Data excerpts

_____

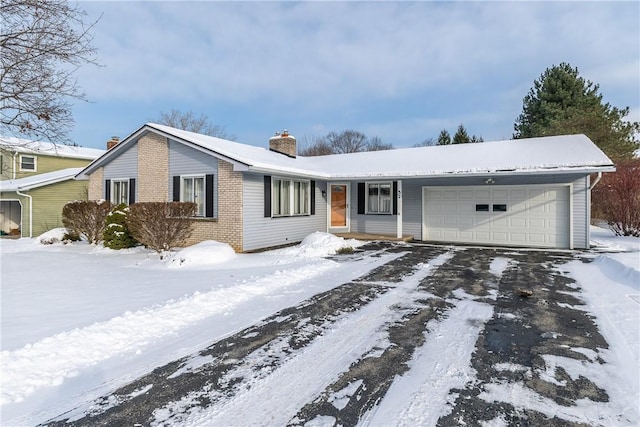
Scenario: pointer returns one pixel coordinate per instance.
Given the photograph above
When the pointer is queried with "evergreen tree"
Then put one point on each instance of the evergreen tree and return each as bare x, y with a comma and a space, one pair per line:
444, 138
461, 136
561, 102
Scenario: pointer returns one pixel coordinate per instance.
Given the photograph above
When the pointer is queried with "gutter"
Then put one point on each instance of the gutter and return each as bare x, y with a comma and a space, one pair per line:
13, 166
30, 211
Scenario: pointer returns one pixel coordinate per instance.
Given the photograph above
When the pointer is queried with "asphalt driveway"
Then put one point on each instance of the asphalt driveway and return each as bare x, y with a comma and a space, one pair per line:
535, 313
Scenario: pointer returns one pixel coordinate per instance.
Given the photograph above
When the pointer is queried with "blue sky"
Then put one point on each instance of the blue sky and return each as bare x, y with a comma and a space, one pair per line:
401, 71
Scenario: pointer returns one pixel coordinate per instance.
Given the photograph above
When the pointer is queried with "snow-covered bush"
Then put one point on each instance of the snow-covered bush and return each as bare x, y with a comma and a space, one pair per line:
116, 233
616, 199
86, 218
161, 226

_____

Work instruction: Going from the line that contains "Then put one point on each instance of the gutter" to the last line of the records, reproduce every line as written.

Output for this exercise:
Then put one point on each instance of the gutter and return each as bare x, y with a comma and a space, one pair per line:
13, 166
30, 211
Scenario: pointer returns one pixel coordinate per instance.
Given the photograph above
When the pointer is queried with "asphalt driveway"
Then put one point on each instance of the asphalt driveway and return each as bare x, y with a comma and a space, one pair per line:
535, 313
Scenario: pointer returns one pixel coordinate per instance.
Given the photograph above
When the pointer is queried with "blue sky"
Then put one point on each instance of the blue sky and return each as bare x, y with a comma and a space, one pair per line:
401, 71
Scenario: pointer returns one pixel coordinate per instance.
Given the photograph above
When the pointer is queried with "snow-covered bush"
Then put one point on each instance of the snow-covered bush and return each as bare x, y with a comma and a space, one pair per line:
116, 233
616, 199
86, 218
161, 226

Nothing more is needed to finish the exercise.